— Begin SUPPLIED DATA —

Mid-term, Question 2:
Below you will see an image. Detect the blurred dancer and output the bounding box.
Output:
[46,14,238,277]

— End SUPPLIED DATA —
— Begin SUPPLIED DATA —

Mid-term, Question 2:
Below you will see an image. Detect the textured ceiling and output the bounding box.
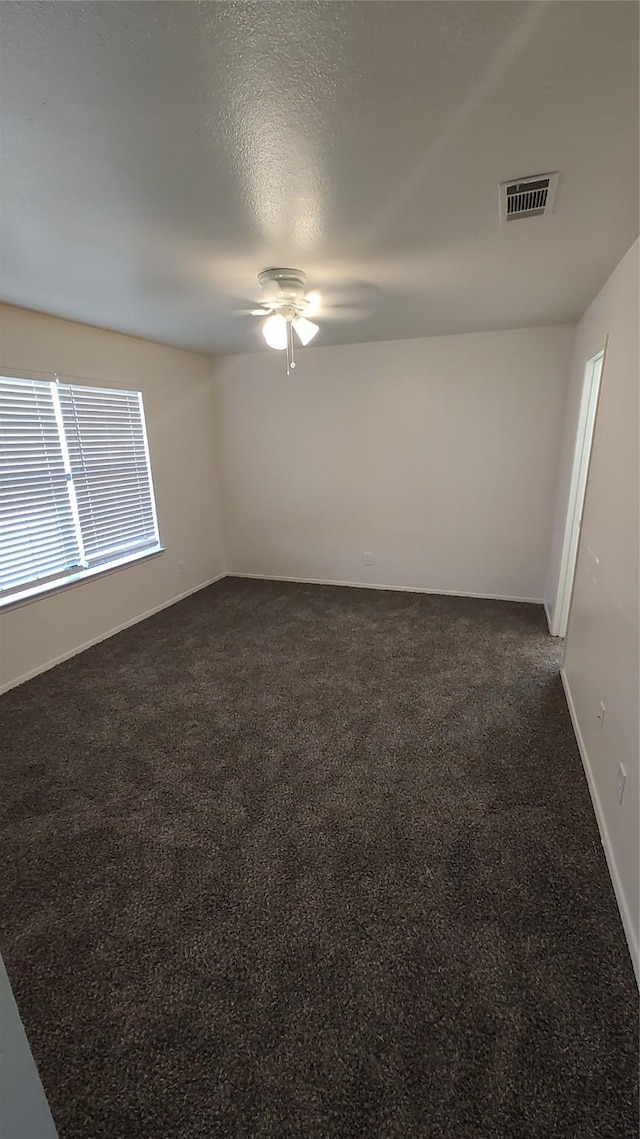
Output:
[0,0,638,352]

— End SUPPLIED DATA —
— Begin SUPPLIED DATA —

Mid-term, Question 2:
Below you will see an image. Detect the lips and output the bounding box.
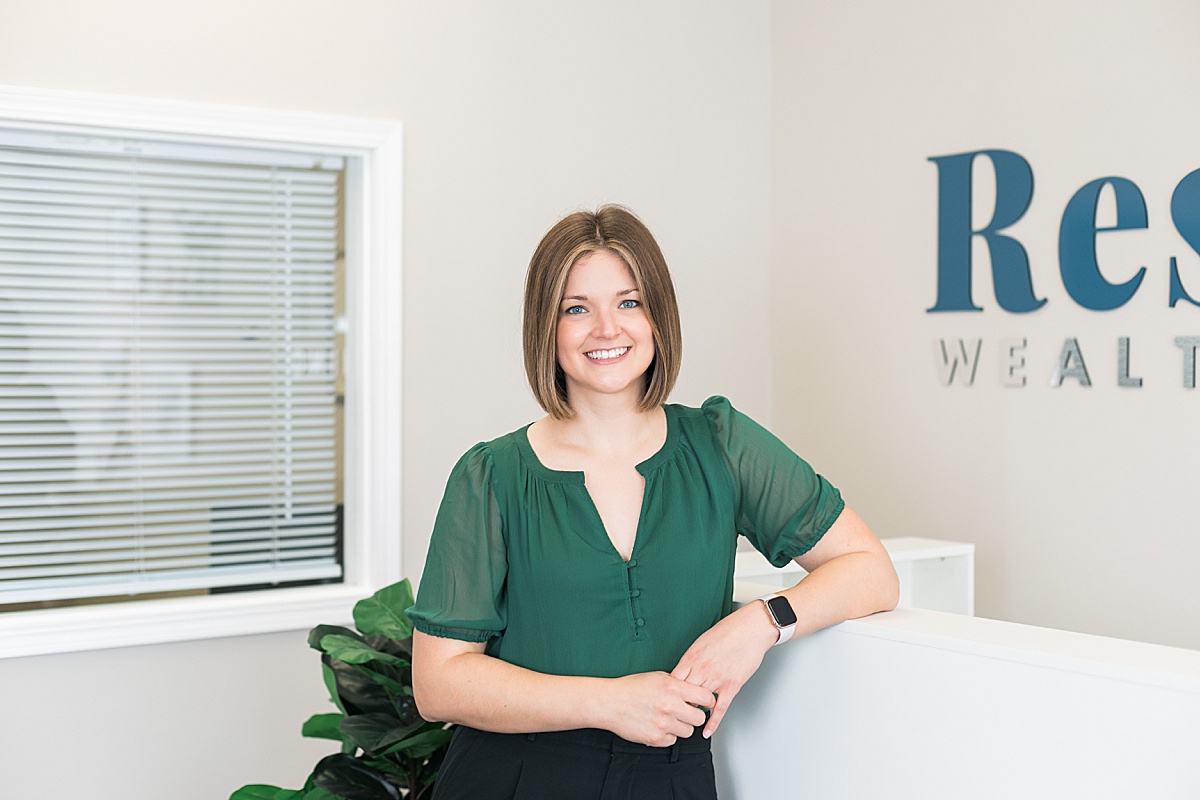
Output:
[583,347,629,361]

— End SUPPLIED DATA —

Which lines in the items above contain the word "image"? Gather each of those lines, keeping in mind that uppercase and lowercase letters count as different.

Below you will see an image. Detect the blurred dancer and output the bounding box.
Below you will see an image. Detect the textured ceiling and output the bounding box.
Below you will see an image. Detect the lips and output the bounding box.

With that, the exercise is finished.